# Given records
-=-=-

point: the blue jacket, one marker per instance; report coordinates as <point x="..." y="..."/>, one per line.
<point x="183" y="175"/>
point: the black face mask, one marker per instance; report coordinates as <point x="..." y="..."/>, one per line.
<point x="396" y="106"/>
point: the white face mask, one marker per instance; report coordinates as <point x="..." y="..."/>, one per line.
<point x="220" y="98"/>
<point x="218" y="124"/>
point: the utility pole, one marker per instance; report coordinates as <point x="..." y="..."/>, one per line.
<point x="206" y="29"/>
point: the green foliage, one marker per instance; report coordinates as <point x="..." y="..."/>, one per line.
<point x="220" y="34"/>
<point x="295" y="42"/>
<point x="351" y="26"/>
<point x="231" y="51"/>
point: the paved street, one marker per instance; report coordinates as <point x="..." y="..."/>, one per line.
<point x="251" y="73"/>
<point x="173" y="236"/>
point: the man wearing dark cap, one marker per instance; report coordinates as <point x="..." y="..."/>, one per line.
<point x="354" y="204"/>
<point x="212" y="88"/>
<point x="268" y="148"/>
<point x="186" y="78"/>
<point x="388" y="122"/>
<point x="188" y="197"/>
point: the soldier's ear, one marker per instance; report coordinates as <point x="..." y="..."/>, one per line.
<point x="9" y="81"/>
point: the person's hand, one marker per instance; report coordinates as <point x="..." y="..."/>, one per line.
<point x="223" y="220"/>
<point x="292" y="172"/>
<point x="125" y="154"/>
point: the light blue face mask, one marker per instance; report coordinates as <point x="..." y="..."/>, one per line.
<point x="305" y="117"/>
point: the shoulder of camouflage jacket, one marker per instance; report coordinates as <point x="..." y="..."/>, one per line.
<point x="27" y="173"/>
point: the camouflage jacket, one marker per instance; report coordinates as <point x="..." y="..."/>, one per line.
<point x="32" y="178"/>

-=-=-

# Work instructions
Extract each entry in full and write it down exactly.

# Reply to the task
point: the blue jacket, one marker per instance; report coordinates as <point x="..." y="..."/>, one per line.
<point x="183" y="175"/>
point: the black face mask, one marker per instance; report coordinates as <point x="..." y="..."/>, one per line.
<point x="396" y="106"/>
point: the white face mask, one marker per instance; report coordinates as <point x="..." y="..."/>, one per line.
<point x="220" y="98"/>
<point x="218" y="124"/>
point: the utility pole, one marker per instance; report coordinates as <point x="..." y="..."/>, one per line.
<point x="206" y="29"/>
point: the green foliage, one marker per instance; report coordinates as <point x="..." y="..."/>, one per line.
<point x="220" y="34"/>
<point x="295" y="42"/>
<point x="351" y="26"/>
<point x="231" y="51"/>
point: the paved street, one marker per instance; report coordinates as <point x="..." y="..."/>, one per line.
<point x="251" y="73"/>
<point x="173" y="236"/>
point: the man wearing dark cap, one marker per instance; report coordinates as <point x="..." y="..."/>, one per line.
<point x="354" y="204"/>
<point x="212" y="88"/>
<point x="268" y="148"/>
<point x="186" y="78"/>
<point x="388" y="122"/>
<point x="188" y="197"/>
point: the soldier's ear, one marker per instance; report coordinates as <point x="..." y="..."/>, one per line.
<point x="9" y="81"/>
point: the person's hand, one marker per instance; report coordinates as <point x="..." y="..."/>, one per line.
<point x="223" y="220"/>
<point x="292" y="172"/>
<point x="125" y="154"/>
point: the light blue face mask, one marker per instance; report coordinates as <point x="..." y="..."/>, one per line.
<point x="305" y="117"/>
point: the shoulder of camouflage jacket, one marker per instance; report coordinates as <point x="..." y="..."/>, one per line.
<point x="27" y="173"/>
point: the camouflage jacket, one marker per instance; report coordinates as <point x="..." y="..."/>, one per line.
<point x="32" y="178"/>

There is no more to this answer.